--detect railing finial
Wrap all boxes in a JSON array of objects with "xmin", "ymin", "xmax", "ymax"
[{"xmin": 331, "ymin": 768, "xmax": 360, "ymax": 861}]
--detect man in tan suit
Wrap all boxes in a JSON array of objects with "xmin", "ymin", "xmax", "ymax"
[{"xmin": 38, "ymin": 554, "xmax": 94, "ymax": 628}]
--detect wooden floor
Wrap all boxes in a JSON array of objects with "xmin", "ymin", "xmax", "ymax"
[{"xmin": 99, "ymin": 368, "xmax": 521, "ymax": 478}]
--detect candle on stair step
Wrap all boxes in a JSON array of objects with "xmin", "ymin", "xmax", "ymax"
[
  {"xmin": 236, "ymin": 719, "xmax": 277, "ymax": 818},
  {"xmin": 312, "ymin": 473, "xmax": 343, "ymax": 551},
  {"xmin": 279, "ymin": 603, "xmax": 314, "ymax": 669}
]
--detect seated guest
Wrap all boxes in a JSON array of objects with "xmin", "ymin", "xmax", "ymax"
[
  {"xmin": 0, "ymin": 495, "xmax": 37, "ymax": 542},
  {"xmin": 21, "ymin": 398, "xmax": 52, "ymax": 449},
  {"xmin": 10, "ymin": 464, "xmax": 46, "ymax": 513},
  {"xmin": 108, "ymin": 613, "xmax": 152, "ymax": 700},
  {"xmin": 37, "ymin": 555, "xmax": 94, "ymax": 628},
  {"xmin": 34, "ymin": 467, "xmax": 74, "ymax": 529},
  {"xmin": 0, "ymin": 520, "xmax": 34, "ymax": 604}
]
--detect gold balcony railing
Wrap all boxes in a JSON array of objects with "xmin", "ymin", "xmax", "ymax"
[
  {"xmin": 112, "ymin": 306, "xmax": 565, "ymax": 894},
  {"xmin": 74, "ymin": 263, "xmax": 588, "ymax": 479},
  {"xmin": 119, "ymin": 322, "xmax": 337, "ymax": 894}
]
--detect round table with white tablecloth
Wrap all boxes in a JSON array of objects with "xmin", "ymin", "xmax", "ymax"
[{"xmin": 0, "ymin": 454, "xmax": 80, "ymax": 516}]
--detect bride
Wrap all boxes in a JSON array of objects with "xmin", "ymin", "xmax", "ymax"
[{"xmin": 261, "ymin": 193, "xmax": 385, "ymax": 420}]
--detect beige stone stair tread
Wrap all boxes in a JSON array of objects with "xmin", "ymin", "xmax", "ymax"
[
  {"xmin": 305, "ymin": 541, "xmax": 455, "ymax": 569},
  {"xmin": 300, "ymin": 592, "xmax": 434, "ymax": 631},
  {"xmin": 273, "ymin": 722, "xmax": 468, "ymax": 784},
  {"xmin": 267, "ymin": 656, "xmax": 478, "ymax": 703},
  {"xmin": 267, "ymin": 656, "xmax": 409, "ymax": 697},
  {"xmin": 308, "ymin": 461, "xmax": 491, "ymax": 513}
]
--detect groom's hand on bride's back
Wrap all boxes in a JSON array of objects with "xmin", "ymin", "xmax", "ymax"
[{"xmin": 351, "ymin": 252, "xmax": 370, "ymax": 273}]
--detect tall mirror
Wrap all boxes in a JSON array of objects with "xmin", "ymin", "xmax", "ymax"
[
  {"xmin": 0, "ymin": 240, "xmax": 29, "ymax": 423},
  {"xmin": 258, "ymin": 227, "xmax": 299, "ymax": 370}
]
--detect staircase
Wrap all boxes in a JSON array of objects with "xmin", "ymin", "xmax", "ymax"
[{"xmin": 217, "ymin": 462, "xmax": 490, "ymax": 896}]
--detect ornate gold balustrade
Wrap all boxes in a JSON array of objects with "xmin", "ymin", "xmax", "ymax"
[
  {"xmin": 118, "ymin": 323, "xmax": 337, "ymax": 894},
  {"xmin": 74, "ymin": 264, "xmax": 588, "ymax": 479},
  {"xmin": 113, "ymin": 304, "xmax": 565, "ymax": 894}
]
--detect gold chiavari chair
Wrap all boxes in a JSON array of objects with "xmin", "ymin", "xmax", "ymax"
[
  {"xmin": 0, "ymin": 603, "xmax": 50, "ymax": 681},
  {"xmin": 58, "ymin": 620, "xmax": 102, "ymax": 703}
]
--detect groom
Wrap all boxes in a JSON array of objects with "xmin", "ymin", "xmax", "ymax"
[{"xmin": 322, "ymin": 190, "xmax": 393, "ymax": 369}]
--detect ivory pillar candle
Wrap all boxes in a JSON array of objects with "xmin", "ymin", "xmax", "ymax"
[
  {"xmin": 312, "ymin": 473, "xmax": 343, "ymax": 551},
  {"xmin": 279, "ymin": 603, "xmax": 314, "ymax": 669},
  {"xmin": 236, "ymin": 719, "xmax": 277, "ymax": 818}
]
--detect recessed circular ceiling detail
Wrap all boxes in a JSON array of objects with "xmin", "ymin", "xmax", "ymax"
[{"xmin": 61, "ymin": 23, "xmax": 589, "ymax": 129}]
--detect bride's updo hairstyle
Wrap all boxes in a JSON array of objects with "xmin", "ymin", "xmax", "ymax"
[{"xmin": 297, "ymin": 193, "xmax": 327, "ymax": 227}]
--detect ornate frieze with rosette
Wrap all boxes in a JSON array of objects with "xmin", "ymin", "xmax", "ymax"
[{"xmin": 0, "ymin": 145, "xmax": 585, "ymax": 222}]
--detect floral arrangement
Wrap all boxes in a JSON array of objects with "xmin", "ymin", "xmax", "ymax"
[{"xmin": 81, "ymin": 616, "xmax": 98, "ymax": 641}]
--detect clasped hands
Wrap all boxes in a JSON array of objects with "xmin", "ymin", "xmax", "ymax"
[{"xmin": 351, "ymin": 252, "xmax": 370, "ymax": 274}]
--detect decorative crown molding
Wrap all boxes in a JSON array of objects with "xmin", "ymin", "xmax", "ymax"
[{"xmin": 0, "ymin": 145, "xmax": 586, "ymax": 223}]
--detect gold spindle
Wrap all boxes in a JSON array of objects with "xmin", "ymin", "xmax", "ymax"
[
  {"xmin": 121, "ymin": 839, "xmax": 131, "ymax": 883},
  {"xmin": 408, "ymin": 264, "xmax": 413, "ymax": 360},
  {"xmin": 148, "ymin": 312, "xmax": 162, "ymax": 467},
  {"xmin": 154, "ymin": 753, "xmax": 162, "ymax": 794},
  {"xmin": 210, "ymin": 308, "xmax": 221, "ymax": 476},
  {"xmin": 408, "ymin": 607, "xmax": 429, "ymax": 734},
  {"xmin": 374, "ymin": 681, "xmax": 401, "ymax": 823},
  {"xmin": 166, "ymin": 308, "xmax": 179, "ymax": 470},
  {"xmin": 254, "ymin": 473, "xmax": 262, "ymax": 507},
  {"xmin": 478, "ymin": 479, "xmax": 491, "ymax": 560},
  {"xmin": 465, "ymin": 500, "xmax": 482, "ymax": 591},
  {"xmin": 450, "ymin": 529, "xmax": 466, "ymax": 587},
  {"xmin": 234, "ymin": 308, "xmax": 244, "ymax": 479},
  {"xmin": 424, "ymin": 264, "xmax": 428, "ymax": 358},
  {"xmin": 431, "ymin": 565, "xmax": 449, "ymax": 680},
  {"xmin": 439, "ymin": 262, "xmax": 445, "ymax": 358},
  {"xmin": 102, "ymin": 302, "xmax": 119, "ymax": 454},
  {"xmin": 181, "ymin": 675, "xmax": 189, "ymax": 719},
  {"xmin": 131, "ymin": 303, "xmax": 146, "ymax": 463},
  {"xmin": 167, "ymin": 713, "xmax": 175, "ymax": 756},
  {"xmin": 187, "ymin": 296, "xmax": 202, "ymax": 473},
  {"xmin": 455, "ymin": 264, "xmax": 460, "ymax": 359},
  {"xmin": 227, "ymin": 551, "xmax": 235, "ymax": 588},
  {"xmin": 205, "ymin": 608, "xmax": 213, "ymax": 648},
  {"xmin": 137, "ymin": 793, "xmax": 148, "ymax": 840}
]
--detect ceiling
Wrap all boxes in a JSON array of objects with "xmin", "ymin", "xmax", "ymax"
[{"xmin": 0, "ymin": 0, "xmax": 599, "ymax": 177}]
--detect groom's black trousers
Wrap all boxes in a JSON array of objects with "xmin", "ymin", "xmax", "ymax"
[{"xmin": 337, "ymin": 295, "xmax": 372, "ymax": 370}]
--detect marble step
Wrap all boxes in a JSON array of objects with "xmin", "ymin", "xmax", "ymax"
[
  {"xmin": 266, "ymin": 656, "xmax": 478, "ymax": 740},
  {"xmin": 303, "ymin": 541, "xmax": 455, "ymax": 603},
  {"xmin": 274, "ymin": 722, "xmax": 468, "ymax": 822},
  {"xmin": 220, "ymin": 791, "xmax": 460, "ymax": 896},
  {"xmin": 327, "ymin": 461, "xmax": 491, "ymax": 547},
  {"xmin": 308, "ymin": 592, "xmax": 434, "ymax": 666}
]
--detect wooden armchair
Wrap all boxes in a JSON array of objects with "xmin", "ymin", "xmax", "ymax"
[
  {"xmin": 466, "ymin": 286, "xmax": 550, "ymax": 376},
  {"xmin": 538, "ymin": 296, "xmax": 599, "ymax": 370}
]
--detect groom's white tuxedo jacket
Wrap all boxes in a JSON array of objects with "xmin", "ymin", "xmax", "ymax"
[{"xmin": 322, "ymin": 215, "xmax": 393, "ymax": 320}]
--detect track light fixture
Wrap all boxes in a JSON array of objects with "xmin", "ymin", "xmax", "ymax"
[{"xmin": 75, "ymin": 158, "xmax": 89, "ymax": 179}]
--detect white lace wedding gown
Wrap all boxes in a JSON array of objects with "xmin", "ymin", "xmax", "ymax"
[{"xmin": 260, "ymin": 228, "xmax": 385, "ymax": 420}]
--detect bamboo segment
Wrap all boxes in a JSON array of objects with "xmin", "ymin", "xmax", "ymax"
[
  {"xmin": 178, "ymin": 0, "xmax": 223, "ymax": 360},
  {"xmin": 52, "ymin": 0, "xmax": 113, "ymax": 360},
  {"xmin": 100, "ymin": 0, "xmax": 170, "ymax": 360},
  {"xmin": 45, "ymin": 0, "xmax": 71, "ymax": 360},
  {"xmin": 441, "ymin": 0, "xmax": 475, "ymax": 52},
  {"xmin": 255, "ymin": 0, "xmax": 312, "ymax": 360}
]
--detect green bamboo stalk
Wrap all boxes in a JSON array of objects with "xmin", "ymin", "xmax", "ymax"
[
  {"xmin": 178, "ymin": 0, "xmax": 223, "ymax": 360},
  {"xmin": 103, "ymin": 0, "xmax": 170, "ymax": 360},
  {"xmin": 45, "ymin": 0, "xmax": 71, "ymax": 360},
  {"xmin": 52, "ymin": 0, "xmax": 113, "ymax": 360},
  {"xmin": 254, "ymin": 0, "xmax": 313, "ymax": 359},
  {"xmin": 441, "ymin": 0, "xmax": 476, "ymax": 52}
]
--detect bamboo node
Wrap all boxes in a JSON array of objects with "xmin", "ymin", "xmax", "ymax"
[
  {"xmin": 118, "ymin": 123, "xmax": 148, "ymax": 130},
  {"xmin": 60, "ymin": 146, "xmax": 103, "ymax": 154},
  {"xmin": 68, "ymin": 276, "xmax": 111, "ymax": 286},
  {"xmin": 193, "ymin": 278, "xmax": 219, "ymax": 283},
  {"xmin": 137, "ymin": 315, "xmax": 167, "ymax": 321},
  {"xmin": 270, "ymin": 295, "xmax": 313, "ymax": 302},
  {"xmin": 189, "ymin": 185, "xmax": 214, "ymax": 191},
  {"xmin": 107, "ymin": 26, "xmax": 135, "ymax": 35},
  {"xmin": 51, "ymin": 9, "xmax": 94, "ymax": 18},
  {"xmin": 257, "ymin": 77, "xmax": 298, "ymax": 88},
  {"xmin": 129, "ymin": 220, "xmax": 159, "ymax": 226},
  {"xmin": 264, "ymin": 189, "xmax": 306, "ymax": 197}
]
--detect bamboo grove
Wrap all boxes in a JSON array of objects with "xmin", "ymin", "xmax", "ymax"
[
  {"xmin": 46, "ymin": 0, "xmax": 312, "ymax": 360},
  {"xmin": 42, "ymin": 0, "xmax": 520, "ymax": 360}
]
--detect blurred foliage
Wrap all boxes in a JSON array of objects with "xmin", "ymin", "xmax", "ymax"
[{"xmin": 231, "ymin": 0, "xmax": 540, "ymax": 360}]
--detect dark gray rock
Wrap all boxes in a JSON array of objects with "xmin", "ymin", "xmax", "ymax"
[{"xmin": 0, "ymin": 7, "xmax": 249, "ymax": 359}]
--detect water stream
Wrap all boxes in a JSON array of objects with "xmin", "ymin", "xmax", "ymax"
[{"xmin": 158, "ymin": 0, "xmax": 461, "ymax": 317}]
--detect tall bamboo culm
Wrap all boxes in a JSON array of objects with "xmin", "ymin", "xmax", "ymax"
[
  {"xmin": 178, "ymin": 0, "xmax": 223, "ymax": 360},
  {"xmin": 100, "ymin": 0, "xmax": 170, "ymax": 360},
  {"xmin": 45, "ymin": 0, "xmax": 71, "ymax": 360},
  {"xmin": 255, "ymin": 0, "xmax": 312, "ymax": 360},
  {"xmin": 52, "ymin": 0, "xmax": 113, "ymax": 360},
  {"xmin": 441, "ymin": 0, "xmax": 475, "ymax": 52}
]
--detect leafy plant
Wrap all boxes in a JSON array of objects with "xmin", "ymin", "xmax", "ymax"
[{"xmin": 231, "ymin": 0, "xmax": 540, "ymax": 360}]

* * * *

▶ [What is expected]: Find every line in the rows above that contains the string "ornate", and copy each of those lines. Matching is case-sensitive.

▶ [The solution]:
--detect ornate gold balustrade
--detect ornate frieze with rosette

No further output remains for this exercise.